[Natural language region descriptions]
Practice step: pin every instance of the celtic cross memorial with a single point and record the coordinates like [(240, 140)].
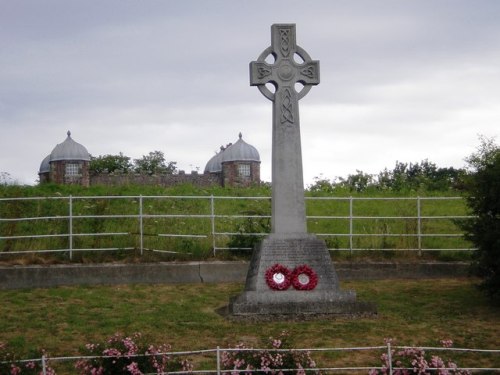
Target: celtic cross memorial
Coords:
[(291, 273), (285, 74)]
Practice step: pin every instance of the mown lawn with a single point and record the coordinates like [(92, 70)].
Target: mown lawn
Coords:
[(61, 320)]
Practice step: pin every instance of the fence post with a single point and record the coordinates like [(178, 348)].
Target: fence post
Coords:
[(70, 229), (419, 227), (212, 220), (141, 230), (44, 365), (218, 360), (389, 357), (350, 223)]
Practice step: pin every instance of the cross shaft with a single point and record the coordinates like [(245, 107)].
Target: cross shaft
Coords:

*Problem to work on:* All lines from the one containing "Target: mown lawn" to the end of the records, both ends included, should be printed exactly and on their own.

*Solution for this problem:*
Target: mown lawn
Coords:
[(61, 320)]
Practice step: pin every instance of the fence post with a single point and record the coordinates like [(178, 348)].
Target: fence post
Coords:
[(70, 229), (419, 227), (212, 220), (141, 230), (44, 365), (218, 360), (389, 357), (350, 223)]
Practice step: pin every instance of the cross shaft with a single point and record the coordinates like [(245, 107)].
Target: cross shaft
Coords:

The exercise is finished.